Requirements:
Filter the rows below and copy out every line that contains the word "woman".

Records to process:
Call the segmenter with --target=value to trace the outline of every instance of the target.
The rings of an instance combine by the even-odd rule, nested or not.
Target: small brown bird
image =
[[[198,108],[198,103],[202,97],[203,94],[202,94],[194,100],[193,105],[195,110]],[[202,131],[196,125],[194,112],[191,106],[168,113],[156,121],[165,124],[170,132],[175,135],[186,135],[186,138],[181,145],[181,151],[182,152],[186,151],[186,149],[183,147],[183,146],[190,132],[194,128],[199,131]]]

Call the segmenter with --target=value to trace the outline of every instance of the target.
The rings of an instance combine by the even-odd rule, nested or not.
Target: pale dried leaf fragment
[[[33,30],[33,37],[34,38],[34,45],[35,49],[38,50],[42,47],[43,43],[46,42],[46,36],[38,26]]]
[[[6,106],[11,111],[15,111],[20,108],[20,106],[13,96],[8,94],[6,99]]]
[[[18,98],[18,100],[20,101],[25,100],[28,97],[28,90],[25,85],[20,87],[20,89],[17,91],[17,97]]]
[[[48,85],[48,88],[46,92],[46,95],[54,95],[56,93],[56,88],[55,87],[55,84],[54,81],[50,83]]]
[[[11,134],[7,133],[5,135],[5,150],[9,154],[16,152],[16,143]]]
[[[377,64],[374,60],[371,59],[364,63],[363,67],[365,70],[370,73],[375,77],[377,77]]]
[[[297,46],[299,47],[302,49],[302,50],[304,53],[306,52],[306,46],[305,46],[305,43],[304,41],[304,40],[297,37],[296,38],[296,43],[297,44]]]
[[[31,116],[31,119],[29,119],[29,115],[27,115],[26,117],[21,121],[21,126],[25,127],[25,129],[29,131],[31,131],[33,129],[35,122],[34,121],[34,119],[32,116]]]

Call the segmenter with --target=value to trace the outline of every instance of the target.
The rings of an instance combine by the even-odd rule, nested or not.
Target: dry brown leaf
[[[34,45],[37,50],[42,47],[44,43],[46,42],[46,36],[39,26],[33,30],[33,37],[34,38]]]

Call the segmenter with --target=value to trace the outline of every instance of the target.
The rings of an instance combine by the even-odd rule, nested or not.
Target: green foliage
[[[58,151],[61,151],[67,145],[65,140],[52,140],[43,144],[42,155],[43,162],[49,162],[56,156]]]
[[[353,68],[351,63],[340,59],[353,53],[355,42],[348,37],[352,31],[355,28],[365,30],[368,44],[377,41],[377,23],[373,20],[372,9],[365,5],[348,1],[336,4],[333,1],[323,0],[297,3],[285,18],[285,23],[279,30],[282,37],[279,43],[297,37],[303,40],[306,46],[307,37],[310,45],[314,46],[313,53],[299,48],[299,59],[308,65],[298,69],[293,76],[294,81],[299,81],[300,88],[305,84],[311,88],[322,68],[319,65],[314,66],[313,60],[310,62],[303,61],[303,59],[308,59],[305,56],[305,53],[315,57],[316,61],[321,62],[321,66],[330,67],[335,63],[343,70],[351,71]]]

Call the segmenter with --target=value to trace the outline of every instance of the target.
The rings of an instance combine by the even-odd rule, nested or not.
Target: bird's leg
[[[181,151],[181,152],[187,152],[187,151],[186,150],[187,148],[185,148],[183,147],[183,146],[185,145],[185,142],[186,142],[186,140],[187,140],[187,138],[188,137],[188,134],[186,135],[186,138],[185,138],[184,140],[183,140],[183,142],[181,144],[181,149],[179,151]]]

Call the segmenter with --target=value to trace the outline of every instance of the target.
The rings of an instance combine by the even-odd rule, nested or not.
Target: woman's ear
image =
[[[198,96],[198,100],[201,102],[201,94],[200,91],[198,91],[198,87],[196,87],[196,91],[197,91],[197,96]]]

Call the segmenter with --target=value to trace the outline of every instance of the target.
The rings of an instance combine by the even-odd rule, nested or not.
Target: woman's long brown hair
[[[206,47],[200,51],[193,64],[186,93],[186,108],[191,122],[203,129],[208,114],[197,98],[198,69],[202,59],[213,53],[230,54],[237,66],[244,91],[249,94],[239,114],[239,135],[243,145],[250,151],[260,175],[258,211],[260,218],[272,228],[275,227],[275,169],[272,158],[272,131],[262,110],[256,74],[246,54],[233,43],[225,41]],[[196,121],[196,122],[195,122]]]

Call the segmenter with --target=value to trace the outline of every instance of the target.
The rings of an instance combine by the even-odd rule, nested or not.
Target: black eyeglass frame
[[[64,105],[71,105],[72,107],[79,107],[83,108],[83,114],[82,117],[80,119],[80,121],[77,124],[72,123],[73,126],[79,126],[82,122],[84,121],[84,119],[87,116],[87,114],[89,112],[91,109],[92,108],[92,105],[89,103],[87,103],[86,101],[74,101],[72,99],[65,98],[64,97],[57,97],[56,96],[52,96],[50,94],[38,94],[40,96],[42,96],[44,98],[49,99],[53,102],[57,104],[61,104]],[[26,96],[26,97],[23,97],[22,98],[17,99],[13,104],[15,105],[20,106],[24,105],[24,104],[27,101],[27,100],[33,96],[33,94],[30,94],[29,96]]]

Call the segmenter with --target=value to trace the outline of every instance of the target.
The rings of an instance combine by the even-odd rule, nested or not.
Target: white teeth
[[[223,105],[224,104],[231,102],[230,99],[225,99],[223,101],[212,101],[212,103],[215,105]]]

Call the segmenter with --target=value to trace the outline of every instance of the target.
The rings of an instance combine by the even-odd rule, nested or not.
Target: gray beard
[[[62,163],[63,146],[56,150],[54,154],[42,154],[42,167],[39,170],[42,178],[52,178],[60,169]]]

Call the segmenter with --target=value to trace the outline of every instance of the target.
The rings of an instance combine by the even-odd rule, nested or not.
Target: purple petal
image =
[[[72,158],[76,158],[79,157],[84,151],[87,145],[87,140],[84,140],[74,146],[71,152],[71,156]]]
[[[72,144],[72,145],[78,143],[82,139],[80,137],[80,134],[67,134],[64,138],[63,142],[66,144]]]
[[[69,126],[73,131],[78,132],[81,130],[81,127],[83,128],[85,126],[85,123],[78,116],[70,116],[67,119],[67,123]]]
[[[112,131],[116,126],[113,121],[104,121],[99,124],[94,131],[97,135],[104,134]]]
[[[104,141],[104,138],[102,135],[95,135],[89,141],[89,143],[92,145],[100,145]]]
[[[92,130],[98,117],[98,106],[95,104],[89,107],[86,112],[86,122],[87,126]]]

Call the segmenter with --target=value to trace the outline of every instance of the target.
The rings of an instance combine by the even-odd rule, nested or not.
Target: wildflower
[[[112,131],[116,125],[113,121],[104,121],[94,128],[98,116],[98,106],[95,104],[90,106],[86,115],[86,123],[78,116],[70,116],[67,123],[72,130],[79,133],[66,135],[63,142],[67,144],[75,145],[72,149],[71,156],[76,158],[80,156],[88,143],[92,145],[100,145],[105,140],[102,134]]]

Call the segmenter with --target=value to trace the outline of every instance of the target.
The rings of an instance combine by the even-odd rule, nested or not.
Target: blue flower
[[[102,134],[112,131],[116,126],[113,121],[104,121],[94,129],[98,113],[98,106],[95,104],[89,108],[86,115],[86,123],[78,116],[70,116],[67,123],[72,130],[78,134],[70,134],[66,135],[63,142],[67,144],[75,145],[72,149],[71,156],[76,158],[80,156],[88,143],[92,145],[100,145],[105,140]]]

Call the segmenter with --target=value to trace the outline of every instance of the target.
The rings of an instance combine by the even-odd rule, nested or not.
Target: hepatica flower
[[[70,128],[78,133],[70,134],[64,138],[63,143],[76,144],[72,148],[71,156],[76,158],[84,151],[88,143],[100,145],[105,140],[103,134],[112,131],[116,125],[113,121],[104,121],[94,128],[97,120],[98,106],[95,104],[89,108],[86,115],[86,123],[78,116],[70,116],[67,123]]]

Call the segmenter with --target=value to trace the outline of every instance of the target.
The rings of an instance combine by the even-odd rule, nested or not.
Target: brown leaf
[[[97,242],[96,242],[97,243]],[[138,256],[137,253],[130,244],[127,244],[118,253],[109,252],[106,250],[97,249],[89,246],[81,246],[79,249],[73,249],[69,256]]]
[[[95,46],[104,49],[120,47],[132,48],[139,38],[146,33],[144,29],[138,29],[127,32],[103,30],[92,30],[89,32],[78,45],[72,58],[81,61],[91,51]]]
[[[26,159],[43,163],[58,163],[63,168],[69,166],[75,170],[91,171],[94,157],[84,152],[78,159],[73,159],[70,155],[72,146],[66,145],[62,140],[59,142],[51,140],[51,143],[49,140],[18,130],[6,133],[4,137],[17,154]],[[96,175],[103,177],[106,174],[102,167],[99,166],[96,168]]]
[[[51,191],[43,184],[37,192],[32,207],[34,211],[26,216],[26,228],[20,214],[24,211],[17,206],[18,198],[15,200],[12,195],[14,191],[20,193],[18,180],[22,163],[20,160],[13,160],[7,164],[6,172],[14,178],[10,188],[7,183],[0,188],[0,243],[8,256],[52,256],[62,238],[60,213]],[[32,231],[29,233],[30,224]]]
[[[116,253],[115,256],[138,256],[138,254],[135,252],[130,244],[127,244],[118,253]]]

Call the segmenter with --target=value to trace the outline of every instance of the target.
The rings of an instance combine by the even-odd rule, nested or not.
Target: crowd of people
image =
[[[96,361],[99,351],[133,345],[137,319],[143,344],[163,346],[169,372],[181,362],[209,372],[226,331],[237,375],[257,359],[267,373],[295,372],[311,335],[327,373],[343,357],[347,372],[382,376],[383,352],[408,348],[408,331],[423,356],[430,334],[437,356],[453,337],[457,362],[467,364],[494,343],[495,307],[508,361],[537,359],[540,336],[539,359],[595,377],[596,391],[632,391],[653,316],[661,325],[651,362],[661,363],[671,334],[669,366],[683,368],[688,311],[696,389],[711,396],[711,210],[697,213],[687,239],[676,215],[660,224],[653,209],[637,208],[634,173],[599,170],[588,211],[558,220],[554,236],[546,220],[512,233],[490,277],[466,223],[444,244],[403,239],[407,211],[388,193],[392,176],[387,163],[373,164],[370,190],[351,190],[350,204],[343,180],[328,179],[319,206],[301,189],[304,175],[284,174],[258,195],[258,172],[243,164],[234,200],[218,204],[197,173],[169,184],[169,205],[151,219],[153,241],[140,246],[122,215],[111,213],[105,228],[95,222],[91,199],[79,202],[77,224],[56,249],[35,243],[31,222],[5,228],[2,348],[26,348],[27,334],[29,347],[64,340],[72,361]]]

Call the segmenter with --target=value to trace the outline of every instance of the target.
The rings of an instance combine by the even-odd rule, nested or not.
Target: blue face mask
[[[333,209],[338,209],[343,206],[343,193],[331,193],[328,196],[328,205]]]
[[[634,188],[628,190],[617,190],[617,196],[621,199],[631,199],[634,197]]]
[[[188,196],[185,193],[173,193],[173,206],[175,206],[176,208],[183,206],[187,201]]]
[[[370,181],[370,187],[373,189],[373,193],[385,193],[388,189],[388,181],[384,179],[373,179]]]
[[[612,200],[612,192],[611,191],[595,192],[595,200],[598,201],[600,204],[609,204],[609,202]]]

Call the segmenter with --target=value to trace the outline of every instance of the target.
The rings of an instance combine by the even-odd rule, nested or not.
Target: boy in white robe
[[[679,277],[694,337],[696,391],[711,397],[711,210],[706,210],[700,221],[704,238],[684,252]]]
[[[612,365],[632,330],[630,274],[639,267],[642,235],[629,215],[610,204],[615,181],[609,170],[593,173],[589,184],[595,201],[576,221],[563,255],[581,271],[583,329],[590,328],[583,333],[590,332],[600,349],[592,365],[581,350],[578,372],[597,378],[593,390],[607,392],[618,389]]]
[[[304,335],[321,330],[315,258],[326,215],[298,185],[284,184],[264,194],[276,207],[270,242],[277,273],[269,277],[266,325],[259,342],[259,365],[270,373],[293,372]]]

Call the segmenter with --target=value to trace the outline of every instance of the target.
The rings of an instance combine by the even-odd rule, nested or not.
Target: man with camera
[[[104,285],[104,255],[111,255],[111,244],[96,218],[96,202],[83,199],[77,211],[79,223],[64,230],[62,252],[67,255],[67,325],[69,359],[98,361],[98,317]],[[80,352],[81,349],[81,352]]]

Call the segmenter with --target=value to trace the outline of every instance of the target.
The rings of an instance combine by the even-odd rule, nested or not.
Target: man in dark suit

Answer to the task:
Target: woman's ear
Target: woman's long brown hair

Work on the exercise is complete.